Recast the entries starting at the line that contains "Task: confirm every instance of the hand" and ending at the line that contains "[[514, 703], [876, 731], [848, 530], [342, 742], [778, 523]]" as a two-column CSV with the columns entry_text and answer. Give one row per entry, and put each value in a single quoted field with line breaks turned into spaces.

* Start RECORDS SUPPLIED *

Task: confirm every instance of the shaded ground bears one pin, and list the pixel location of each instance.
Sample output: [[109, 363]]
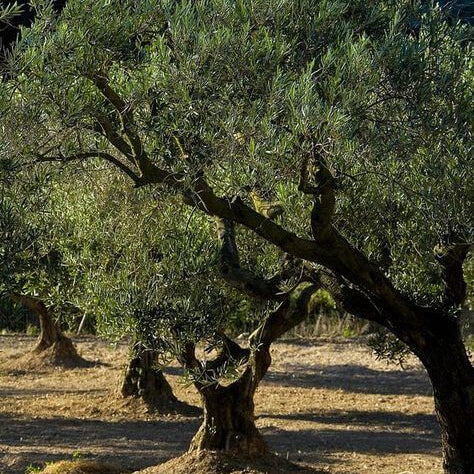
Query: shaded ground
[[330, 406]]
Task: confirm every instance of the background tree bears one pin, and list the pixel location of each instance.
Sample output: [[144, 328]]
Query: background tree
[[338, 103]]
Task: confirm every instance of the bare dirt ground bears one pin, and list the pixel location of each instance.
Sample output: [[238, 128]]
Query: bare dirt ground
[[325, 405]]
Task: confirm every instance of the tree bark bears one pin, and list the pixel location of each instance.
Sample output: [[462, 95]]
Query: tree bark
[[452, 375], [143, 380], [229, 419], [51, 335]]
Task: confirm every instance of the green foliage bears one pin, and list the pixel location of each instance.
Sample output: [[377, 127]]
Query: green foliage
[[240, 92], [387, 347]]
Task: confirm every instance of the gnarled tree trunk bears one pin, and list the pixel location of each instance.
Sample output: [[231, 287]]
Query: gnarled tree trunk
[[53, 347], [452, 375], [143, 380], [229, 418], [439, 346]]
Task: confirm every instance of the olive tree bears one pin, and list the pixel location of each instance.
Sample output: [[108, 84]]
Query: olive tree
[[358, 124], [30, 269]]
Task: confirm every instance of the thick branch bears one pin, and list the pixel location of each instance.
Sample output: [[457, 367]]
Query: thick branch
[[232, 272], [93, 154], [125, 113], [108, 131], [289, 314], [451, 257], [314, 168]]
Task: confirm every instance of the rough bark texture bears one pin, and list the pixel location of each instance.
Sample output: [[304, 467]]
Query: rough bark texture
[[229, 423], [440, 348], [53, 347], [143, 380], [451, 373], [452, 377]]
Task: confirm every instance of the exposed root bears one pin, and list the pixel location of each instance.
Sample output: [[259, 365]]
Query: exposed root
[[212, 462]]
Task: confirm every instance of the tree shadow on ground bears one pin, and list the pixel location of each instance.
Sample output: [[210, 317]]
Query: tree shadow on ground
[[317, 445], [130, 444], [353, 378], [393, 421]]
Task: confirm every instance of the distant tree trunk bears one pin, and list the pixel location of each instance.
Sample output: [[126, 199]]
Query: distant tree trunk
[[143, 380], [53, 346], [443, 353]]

* End RECORDS SUPPLIED *
* Start RECORDS SUPPLIED *

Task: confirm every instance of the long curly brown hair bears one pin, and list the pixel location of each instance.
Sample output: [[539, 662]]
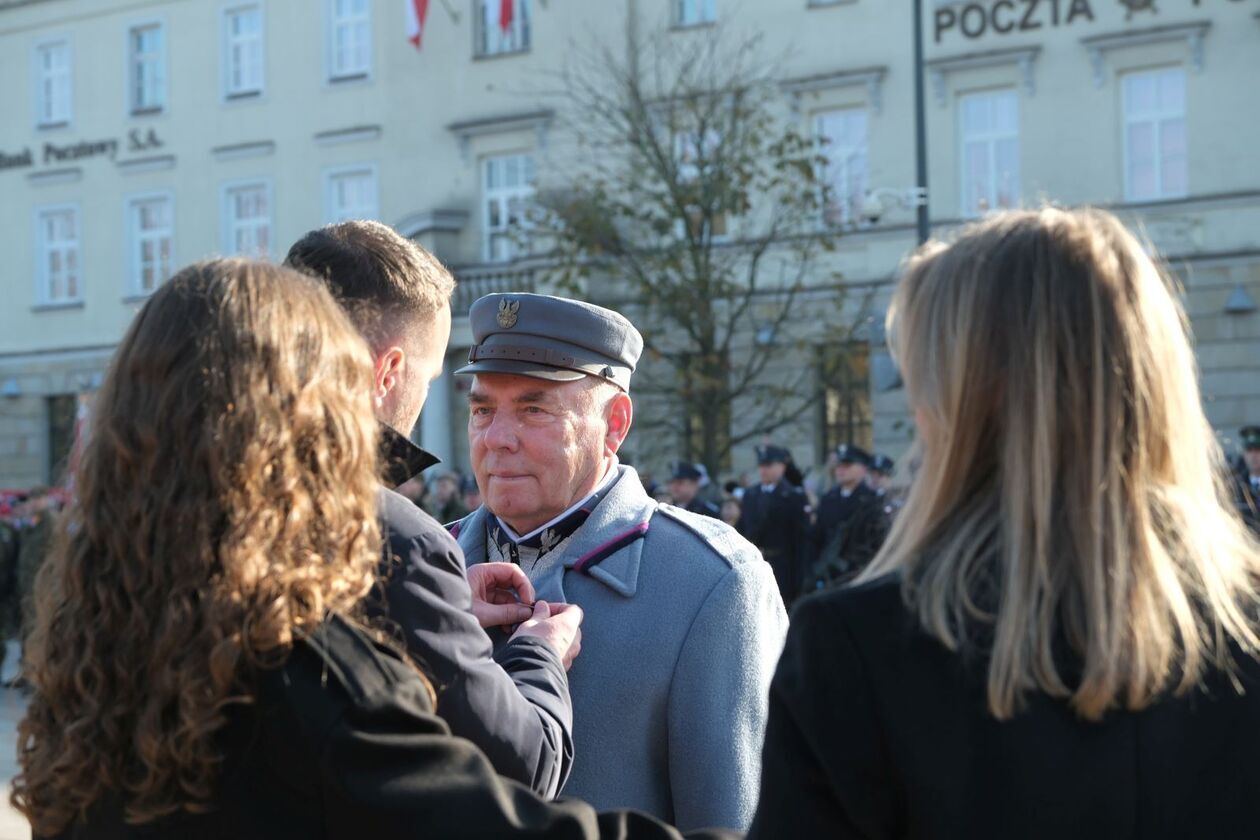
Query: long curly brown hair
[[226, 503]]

* End RECORDS SUPPLIED *
* Start RECORDS SUPPLIED *

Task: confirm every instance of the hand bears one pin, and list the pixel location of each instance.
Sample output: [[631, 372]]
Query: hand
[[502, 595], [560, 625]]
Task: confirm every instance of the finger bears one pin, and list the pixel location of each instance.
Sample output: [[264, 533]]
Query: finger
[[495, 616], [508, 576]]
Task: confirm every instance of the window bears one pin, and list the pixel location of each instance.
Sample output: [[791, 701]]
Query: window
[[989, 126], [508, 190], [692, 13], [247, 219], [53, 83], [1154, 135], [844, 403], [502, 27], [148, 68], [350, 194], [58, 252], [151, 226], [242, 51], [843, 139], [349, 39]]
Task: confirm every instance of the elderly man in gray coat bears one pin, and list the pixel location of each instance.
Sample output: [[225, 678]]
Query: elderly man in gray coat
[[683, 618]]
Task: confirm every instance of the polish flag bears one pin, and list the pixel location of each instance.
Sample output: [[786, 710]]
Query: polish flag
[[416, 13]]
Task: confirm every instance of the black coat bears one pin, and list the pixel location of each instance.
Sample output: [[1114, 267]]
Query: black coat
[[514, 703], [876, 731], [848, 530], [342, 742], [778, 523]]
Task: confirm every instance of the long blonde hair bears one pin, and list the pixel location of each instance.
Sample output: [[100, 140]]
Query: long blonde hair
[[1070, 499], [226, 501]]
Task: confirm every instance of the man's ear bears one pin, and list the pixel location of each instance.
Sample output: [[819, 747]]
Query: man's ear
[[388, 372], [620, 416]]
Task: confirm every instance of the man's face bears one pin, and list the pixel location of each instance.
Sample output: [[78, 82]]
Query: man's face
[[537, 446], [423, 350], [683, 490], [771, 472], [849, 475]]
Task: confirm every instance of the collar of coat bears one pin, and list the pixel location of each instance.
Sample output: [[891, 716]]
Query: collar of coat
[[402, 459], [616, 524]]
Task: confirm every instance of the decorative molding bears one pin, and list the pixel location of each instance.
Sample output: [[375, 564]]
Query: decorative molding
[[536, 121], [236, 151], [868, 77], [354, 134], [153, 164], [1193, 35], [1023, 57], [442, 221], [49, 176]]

* End RECORDS SUPPLIED *

## REPLY TO THE EXERCISE:
entry_text,answer
"Task: confirm every instance of the hand bears one pin, and list the pixel location of each instance. Sample output: [[631, 372]] Query: hand","[[502, 595], [560, 625]]"
"Task: confirm every instance of the finger bears one pin, and list the pixel location of each instance. Sample output: [[264, 533]] Query: finger","[[495, 616], [508, 576]]"
"Task: confirm every instance of the window bears one pin, and list the pixel location of each instance. Sample output: [[791, 701]] Query: window","[[989, 126], [508, 190], [692, 13], [247, 219], [53, 83], [1154, 135], [844, 403], [502, 27], [148, 68], [350, 194], [58, 252], [151, 226], [242, 51], [843, 139], [349, 39]]"
"Task: confirm every instance of the elderly man in gray coat bears one pin, and list the pixel location of each instance. Sample output: [[225, 678]] Query: elderly man in gray coat","[[683, 618]]"
"Task: confirm every instance of the polish flag bears one pin, and list the pixel location of each instance. Sample output: [[786, 710]] Query: polish flag","[[416, 13]]"
"Task: confirm every instance of the black coat bears one pin, and list the pixel location of each instance. Sample output: [[1114, 267]] Query: black coat","[[514, 703], [876, 731], [848, 530], [342, 742], [778, 523]]"